ASSIGNMENT -
Go through the lines below, tally those that include the word "green", and give only the tally.

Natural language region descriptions
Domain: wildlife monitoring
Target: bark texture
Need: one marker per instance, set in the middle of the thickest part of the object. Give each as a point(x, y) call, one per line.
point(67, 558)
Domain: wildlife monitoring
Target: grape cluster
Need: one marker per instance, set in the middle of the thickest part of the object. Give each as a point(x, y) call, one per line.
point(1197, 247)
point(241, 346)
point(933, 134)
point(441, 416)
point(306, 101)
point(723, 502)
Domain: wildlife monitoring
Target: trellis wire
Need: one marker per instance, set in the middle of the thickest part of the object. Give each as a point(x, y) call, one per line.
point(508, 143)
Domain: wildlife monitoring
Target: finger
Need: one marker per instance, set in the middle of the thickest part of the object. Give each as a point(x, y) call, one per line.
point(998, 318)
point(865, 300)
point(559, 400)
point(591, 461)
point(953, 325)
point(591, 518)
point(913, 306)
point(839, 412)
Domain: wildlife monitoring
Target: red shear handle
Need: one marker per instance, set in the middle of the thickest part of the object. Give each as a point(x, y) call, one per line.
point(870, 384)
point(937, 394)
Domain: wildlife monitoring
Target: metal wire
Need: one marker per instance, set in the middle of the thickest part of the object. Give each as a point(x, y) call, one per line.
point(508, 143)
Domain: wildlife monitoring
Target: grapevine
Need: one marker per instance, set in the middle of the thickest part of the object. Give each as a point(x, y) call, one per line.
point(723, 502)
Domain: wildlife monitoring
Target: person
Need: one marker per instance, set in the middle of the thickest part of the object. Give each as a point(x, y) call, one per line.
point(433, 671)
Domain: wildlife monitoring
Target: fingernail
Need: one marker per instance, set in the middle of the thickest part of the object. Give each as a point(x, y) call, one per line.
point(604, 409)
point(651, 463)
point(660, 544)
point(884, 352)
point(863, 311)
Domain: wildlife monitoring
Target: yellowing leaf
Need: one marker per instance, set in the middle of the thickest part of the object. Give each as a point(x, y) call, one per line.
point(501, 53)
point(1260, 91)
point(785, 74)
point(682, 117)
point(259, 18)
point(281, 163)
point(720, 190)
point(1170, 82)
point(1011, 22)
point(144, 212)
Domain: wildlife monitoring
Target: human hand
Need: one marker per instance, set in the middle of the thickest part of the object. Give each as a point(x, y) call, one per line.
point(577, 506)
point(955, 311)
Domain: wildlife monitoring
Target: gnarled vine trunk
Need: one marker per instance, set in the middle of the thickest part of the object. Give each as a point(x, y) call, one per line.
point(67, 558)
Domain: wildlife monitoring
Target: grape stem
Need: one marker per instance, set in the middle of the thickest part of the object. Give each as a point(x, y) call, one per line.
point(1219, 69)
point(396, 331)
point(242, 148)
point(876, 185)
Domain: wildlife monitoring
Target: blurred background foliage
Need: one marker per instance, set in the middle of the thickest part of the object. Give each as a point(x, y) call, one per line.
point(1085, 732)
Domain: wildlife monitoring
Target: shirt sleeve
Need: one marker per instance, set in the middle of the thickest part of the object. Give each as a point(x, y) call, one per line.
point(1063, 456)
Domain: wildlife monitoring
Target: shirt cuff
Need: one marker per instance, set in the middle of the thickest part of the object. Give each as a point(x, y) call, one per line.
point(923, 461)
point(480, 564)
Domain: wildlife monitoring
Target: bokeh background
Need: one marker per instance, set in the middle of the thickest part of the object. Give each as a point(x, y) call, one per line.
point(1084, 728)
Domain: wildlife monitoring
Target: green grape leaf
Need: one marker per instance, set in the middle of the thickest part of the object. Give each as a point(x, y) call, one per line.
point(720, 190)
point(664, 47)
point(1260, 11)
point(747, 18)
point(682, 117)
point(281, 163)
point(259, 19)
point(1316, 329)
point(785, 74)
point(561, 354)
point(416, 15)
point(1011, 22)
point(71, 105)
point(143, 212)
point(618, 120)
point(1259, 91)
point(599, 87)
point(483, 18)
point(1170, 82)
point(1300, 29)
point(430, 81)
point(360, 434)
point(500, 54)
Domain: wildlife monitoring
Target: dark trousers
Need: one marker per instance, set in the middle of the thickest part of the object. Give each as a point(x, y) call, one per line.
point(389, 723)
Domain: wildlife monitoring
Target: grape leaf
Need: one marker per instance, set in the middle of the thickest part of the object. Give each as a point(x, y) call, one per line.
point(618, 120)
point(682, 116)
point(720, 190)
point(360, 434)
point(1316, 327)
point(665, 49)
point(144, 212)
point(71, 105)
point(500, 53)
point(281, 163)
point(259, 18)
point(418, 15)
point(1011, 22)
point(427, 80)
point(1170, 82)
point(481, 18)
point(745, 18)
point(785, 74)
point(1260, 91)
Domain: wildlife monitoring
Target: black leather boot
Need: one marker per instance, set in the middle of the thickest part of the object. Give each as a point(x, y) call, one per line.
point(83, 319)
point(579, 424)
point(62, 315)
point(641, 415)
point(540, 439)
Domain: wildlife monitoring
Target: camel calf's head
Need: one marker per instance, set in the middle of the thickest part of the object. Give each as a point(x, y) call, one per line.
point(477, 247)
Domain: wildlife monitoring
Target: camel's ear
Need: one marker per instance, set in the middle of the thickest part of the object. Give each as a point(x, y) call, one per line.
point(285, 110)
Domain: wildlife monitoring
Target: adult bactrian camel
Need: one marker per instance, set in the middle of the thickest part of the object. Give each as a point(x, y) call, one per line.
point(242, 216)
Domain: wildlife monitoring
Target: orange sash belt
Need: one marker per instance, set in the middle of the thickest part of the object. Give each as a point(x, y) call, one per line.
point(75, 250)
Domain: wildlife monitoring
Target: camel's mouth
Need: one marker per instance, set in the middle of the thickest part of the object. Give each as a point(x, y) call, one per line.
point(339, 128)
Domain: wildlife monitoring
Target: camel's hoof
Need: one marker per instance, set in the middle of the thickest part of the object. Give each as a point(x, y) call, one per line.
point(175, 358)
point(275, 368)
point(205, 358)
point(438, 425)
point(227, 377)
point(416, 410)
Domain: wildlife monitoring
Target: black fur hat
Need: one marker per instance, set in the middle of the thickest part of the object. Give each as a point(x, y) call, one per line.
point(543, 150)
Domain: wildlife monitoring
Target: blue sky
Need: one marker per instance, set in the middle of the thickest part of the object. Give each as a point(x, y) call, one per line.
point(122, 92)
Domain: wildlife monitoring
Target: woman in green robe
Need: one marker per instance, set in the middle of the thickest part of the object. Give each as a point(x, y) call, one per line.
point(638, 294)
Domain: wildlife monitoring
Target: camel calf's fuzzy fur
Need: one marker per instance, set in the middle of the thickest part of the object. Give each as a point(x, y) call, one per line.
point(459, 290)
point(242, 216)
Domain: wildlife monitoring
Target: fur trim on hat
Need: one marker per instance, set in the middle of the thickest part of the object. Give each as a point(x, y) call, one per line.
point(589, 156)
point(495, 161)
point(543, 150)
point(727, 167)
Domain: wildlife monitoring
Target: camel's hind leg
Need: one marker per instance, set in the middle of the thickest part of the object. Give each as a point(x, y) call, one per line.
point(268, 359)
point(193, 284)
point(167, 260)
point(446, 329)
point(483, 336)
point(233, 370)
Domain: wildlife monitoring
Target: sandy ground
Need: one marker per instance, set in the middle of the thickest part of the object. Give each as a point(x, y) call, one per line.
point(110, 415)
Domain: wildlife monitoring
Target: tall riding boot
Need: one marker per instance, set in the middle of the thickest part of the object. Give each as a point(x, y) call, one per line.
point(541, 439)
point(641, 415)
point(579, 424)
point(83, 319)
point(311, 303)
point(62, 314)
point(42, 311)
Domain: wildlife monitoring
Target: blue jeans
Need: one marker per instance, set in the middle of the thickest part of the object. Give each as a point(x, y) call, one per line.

ANSWER -
2